To do
1. In the abstract on the atrzf1 suppressor mutant, transcribe the passage that begins with the words "Loss of Arabidopsis" and ends after the words "to abiotic stress.".
2. According to the abstract on the atrzf1 suppressor mutant, at which gene site did TAIL-PCR show the T-DNA was inserted in pca17?
(Beginning of Document text)
Loss of Arabidopsis Halotolerance 2-like (AHL), a 3'-phosphoadenosine-5'-phosphate phosphatase, suppresses insensitive response of Arabidopsis thaliana ring zinc finger 1 (atrzf1) mutant to abiotic stress.

Abstract

Destruction of PAP phosphatase AHL suppresses atrzf1 phenotype in abiotic stress responses. AHL plays an intermediate role in the regulation of proline accumulation by PAP nucleotidase. Proline (Pro) metabolism is important for environmental responses, plant development, and growth. However, the role of Pro in abiotic stress process is unclear. Using atrzf1 (Arabidopsis thaliana ring zinc finger 1) mutant as a parental line for T-DNA tagging mutagenesis, we identified a suppressor mutant designated as proline content alterative 17 (pca17) that suppressed insensitivity of atrzf1 to abiotic stresses during early seedling growth. Pro content of pca17 was lower than that in both wild type (WT) and atrzf1 while complementary lines were less sensitive to abscisic acid (ABA) and abiotic stresses compared to WT. Thermal Asymmetric Interlaced (TAIL)-PCR of pca17 showed that T-DNA was inserted at site of At5g54390 (AHL for Arabidopsis Halotolerance 2-like) encoding 3'-phosphoadenosine-5'-phosphate (PAP) phosphatase. Under drought stress condition, products of sulfate metabolism such as PAP and adenosine monophosphate were significantly lower in pca17 than those in WT and atrzf1. Furthermore, pca17 showed significantly higher levels of several important drought parameters including malondialdehyde, ion leakage, and water loss than WT and atrzf1. Fluorescence signal of green fluorescent protein (GFP)-tagged AHL was quite strong in nuclei of the root and guard cells of transgenic seedlings. Additionally, AHL promoter-β-glucuronidase (GUS) construct revealed substantial gene expression in vasculature tissues and pollen. Collectively, these findings demonstrate that pca17 acts as a dominant suppressor mutant of atrzf1 in abiotic stress response by modulating proline and sulfate metabolism.
(End of Document text)
(Beginning of Provided material)
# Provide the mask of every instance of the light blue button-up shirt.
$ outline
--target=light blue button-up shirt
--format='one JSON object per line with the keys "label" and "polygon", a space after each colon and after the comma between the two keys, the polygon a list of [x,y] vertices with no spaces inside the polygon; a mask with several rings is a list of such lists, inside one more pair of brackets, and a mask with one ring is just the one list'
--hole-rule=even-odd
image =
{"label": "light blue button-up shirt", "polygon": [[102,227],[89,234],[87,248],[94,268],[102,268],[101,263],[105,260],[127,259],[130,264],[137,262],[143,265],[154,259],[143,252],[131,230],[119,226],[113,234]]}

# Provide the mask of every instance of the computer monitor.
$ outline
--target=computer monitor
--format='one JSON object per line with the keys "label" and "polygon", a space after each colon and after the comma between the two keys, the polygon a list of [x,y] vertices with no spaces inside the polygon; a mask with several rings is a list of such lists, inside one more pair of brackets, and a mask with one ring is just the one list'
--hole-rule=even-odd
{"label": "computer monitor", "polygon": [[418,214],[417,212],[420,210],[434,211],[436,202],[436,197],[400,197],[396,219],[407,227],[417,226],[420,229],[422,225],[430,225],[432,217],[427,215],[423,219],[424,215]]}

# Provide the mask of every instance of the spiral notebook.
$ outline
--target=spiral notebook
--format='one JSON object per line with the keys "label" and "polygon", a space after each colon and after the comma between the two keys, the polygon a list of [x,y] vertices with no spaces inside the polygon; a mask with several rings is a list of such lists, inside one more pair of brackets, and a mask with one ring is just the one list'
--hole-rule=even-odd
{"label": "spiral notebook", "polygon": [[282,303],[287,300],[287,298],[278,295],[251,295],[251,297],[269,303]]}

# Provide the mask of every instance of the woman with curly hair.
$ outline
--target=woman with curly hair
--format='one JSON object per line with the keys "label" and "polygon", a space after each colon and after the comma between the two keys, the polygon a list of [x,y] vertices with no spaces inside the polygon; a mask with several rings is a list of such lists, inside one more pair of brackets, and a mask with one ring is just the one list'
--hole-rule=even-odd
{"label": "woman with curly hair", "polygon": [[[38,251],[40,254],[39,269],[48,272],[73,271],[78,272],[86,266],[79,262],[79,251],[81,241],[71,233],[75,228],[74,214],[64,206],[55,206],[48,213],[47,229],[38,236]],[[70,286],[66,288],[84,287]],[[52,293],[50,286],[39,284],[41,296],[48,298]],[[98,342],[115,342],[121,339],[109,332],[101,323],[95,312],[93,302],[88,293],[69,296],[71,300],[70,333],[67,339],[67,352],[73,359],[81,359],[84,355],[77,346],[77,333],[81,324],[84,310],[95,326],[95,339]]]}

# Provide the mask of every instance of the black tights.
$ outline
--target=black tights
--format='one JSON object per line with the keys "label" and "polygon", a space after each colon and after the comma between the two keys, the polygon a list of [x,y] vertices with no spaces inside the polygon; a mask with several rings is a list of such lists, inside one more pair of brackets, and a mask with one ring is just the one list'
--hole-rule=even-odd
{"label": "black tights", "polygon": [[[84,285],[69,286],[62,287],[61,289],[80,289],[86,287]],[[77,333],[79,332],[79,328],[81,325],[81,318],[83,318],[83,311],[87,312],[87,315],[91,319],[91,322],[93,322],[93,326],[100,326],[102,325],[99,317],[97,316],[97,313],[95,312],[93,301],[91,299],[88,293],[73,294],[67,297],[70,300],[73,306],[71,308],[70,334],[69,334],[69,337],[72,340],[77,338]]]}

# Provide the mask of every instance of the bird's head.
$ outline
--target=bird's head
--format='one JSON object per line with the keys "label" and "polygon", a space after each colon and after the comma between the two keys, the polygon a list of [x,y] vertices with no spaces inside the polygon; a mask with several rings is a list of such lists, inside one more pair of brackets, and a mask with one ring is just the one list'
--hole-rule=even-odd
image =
(End of Provided material)
Per-task answers
1.
Loss of Arabidopsis Halotolerance 2-like (AHL), a 3'-phosphoadenosine-5'-phosphate phosphatase, suppresses insensitive response of Arabidopsis thaliana ring zinc finger 1 (atrzf1) mutant to abiotic stress.

2. At5g54390, which encodes the PAP phosphatase AHL (Arabidopsis Halotolerance 2-like).